§ What the task requires
Turn the records below into a numbered list with one item per line, leaving out any blank lines.

§ Given records
+ + + +

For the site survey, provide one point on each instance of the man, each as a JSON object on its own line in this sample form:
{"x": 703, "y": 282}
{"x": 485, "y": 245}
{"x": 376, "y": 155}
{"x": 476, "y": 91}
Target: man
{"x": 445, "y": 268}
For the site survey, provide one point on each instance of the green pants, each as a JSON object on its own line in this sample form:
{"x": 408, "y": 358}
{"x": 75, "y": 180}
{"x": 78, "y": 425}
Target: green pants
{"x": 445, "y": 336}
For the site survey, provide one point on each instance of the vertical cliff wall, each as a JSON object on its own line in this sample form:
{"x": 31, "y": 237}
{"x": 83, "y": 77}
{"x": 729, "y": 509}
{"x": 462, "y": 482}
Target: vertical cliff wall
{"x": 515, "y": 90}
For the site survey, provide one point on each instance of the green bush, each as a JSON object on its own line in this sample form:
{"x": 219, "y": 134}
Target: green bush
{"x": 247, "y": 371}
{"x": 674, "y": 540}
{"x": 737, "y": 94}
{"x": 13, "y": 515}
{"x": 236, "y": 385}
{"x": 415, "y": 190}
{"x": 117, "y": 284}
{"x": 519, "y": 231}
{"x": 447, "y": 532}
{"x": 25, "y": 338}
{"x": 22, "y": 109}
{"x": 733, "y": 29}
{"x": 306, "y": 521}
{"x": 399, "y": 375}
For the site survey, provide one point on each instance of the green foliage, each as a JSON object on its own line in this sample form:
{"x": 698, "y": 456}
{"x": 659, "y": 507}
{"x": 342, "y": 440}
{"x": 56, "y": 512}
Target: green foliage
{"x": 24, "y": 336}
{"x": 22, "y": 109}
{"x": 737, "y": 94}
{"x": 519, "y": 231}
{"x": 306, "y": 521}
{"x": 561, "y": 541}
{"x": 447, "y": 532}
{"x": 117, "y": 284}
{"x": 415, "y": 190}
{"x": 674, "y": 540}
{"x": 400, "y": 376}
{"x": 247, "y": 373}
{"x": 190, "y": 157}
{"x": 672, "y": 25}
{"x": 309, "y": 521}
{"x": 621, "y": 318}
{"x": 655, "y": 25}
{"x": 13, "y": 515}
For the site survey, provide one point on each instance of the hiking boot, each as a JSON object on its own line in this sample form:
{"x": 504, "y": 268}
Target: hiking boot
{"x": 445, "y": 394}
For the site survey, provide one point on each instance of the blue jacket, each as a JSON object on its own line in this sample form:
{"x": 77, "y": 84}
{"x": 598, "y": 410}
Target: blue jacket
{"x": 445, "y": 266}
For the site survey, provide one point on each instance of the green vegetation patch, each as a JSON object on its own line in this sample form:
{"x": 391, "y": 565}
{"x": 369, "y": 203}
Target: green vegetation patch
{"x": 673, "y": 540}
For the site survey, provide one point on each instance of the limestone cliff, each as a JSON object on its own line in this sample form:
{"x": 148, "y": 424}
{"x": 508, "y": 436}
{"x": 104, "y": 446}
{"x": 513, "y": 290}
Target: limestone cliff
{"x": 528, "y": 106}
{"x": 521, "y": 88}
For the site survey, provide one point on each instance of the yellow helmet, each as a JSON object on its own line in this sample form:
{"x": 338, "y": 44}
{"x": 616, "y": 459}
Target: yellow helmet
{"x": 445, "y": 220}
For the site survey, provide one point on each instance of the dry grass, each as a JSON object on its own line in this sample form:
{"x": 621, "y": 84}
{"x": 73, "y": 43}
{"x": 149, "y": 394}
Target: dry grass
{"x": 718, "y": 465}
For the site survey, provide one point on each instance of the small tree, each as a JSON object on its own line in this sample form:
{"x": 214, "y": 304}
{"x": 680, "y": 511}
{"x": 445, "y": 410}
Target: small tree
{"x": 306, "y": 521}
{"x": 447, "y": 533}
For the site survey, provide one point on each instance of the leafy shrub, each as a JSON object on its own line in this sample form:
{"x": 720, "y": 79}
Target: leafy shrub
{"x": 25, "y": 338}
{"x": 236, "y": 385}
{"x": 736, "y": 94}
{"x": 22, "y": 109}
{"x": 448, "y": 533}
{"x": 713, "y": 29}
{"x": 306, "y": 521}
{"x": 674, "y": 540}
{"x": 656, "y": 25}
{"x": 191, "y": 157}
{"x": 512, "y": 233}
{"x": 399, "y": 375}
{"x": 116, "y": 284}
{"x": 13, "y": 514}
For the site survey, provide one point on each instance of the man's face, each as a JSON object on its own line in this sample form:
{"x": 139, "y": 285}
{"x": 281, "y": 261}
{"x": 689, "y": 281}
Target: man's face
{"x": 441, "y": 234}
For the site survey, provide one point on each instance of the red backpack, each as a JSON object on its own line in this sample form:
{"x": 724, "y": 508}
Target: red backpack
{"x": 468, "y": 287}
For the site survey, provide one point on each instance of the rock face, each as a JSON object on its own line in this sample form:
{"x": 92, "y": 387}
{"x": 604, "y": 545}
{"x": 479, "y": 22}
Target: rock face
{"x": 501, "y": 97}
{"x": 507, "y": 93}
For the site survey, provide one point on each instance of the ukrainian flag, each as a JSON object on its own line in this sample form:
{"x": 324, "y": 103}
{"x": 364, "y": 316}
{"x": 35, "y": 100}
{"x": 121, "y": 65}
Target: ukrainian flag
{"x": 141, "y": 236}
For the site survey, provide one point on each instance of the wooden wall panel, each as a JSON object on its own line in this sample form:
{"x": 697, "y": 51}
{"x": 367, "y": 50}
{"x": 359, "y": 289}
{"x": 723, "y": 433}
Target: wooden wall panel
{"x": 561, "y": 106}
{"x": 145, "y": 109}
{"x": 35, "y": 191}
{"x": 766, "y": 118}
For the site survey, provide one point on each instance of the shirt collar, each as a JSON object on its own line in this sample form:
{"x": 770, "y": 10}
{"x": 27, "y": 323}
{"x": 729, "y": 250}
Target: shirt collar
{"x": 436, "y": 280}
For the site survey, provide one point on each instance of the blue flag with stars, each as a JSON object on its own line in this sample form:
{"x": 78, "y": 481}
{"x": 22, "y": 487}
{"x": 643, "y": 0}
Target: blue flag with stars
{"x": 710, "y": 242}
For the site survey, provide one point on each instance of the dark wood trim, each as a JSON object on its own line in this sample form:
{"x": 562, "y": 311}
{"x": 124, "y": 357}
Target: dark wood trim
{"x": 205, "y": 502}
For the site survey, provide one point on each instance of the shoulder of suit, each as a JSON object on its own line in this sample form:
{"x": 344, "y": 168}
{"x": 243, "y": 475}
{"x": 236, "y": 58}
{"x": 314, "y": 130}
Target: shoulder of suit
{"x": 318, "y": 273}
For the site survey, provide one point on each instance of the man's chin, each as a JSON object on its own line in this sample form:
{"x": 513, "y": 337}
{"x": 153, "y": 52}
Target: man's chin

+ + + +

§ Response to the exercise
1. For the site survey, provide one point on each instance of the man, each as a JSON object on its own line in this sample form:
2. {"x": 703, "y": 282}
3. {"x": 485, "y": 245}
4. {"x": 376, "y": 155}
5. {"x": 476, "y": 91}
6. Target: man
7. {"x": 445, "y": 268}
8. For the site survey, provide one point on each instance of the green pants, each as a JSON object on its own line in this sample form:
9. {"x": 408, "y": 358}
10. {"x": 75, "y": 180}
11. {"x": 78, "y": 425}
12. Target: green pants
13. {"x": 445, "y": 336}
14. For the site survey, provide one point on each instance of the vertical cliff wall, each as a JSON object on its own line in this sample form:
15. {"x": 31, "y": 237}
16. {"x": 83, "y": 77}
17. {"x": 729, "y": 509}
18. {"x": 462, "y": 482}
19. Target: vertical cliff wall
20. {"x": 515, "y": 90}
21. For the site survey, provide one point on each instance of the green bush, each as a JSON object on its own line in this sample form:
22. {"x": 219, "y": 134}
23. Target: green bush
24. {"x": 247, "y": 371}
25. {"x": 674, "y": 540}
26. {"x": 737, "y": 94}
27. {"x": 13, "y": 515}
28. {"x": 236, "y": 385}
29. {"x": 415, "y": 190}
30. {"x": 117, "y": 284}
31. {"x": 519, "y": 231}
32. {"x": 447, "y": 532}
33. {"x": 25, "y": 338}
34. {"x": 22, "y": 109}
35. {"x": 733, "y": 29}
36. {"x": 306, "y": 521}
37. {"x": 399, "y": 375}
38. For the site survey, provide one point on each instance of the green foliage, each as a JSON object on its own line in this sample form:
39. {"x": 698, "y": 456}
40. {"x": 659, "y": 507}
41. {"x": 342, "y": 440}
42. {"x": 56, "y": 512}
43. Target: green foliage
44. {"x": 24, "y": 336}
45. {"x": 22, "y": 109}
46. {"x": 737, "y": 94}
47. {"x": 519, "y": 231}
48. {"x": 306, "y": 521}
49. {"x": 561, "y": 541}
50. {"x": 447, "y": 532}
51. {"x": 117, "y": 284}
52. {"x": 415, "y": 190}
53. {"x": 674, "y": 540}
54. {"x": 400, "y": 376}
55. {"x": 247, "y": 373}
56. {"x": 190, "y": 157}
57. {"x": 672, "y": 25}
58. {"x": 309, "y": 521}
59. {"x": 621, "y": 318}
60. {"x": 655, "y": 25}
61. {"x": 13, "y": 515}
62. For the site survey, provide one point on each instance of the hiking boot, each as a JSON object on its own line in this sample form:
63. {"x": 504, "y": 268}
64. Target: hiking boot
65. {"x": 445, "y": 394}
66. For the site survey, provide one point on each instance of the blue jacket, each as a JSON object on its own line in this sample form:
67. {"x": 77, "y": 84}
68. {"x": 598, "y": 410}
69. Target: blue jacket
70. {"x": 445, "y": 266}
71. For the site survey, provide one point on each instance of the green vegetation patch, each as a JSON object on its own line in this sample form:
72. {"x": 391, "y": 565}
73. {"x": 369, "y": 203}
74. Target: green vegetation patch
75. {"x": 673, "y": 540}
76. For the site survey, provide one point on each instance of the limestone cliff, each as a JSON object on its own line in this sample form:
77. {"x": 148, "y": 424}
78. {"x": 508, "y": 436}
79. {"x": 104, "y": 446}
80. {"x": 513, "y": 290}
81. Target: limestone cliff
82. {"x": 528, "y": 106}
83. {"x": 521, "y": 88}
84. For the site survey, provide one point on each instance of the yellow helmet, each as a JSON object on its own line in this sample form:
85. {"x": 338, "y": 44}
86. {"x": 616, "y": 459}
87. Target: yellow helmet
88. {"x": 445, "y": 220}
89. For the site survey, provide one point on each instance of the dry grass, each as a JSON object on its own line in this sample form:
90. {"x": 621, "y": 84}
91. {"x": 73, "y": 43}
92. {"x": 149, "y": 394}
93. Target: dry grass
94. {"x": 718, "y": 465}
95. For the site survey, provide one point on each instance of the small tree, each as a JSON object on its own line in this sample form:
96. {"x": 214, "y": 304}
97. {"x": 680, "y": 511}
98. {"x": 445, "y": 410}
99. Target: small tree
100. {"x": 306, "y": 521}
101. {"x": 447, "y": 533}
102. For the site survey, provide one point on each instance of the leafy shrub, each as a JSON object on its own line in this sample form:
103. {"x": 720, "y": 79}
104. Target: leafy shrub
105. {"x": 25, "y": 338}
106. {"x": 236, "y": 385}
107. {"x": 736, "y": 94}
108. {"x": 22, "y": 109}
109. {"x": 448, "y": 533}
110. {"x": 713, "y": 29}
111. {"x": 306, "y": 521}
112. {"x": 674, "y": 540}
113. {"x": 656, "y": 25}
114. {"x": 191, "y": 157}
115. {"x": 512, "y": 233}
116. {"x": 399, "y": 375}
117. {"x": 116, "y": 284}
118. {"x": 13, "y": 514}
119. For the site survey, provide one point on each instance of the man's face, each as a JSON object on its own line in this sample form:
120. {"x": 139, "y": 285}
121. {"x": 281, "y": 261}
122. {"x": 689, "y": 281}
123. Target: man's face
124. {"x": 441, "y": 234}
125. For the site survey, provide one point on each instance of the red backpack, each as a JSON object on its own line in this sample form:
126. {"x": 724, "y": 508}
127. Target: red backpack
128. {"x": 468, "y": 287}
129. For the site survey, provide one point on each instance of the rock face, each as a JSON object on its own line in this sample form:
130. {"x": 92, "y": 387}
131. {"x": 604, "y": 545}
132. {"x": 479, "y": 22}
133. Target: rock face
134. {"x": 501, "y": 97}
135. {"x": 507, "y": 93}
136. For the site survey, provide one point on each instance of the ukrainian flag, each as a JSON object on its own line in this sample form:
137. {"x": 324, "y": 103}
138. {"x": 364, "y": 316}
139. {"x": 35, "y": 100}
140. {"x": 121, "y": 65}
141. Target: ukrainian flag
142. {"x": 141, "y": 236}
143. For the site survey, provide one point on each instance of the wooden wall panel, each as a JSON object on its own line in this sample form:
144. {"x": 697, "y": 51}
145. {"x": 367, "y": 50}
146. {"x": 359, "y": 289}
147. {"x": 723, "y": 433}
148. Target: wooden wall panel
149. {"x": 561, "y": 106}
150. {"x": 145, "y": 109}
151. {"x": 35, "y": 191}
152. {"x": 766, "y": 118}
153. For the site survey, provide one point on each instance of the shirt collar, each as a JSON object on its own line in this sample form:
154. {"x": 770, "y": 10}
155. {"x": 27, "y": 323}
156. {"x": 729, "y": 250}
157. Target: shirt collar
158. {"x": 436, "y": 280}
159. For the site survey, provide one point on each instance of the blue flag with stars, each as a JSON object on its own line in this sample form:
160. {"x": 78, "y": 481}
161. {"x": 22, "y": 487}
162. {"x": 643, "y": 0}
163. Target: blue flag with stars
164. {"x": 710, "y": 242}
165. For the site survey, provide one point on each instance of the dark wood trim, each as a JSON object on its own line in this sample form:
166. {"x": 562, "y": 311}
167. {"x": 124, "y": 357}
168. Target: dark wood trim
169. {"x": 205, "y": 502}
170. For the site survey, provide one point on each instance of the shoulder of suit, each as a JSON object on its own line in this sample form:
171. {"x": 344, "y": 168}
172. {"x": 243, "y": 475}
173. {"x": 236, "y": 58}
174. {"x": 314, "y": 130}
175. Target: shoulder of suit
176. {"x": 318, "y": 273}
177. For the site survey, provide one point on each instance of the man's chin, each as a JSON object on its own line in this sample form:
178. {"x": 513, "y": 337}
179. {"x": 153, "y": 52}
180. Target: man's chin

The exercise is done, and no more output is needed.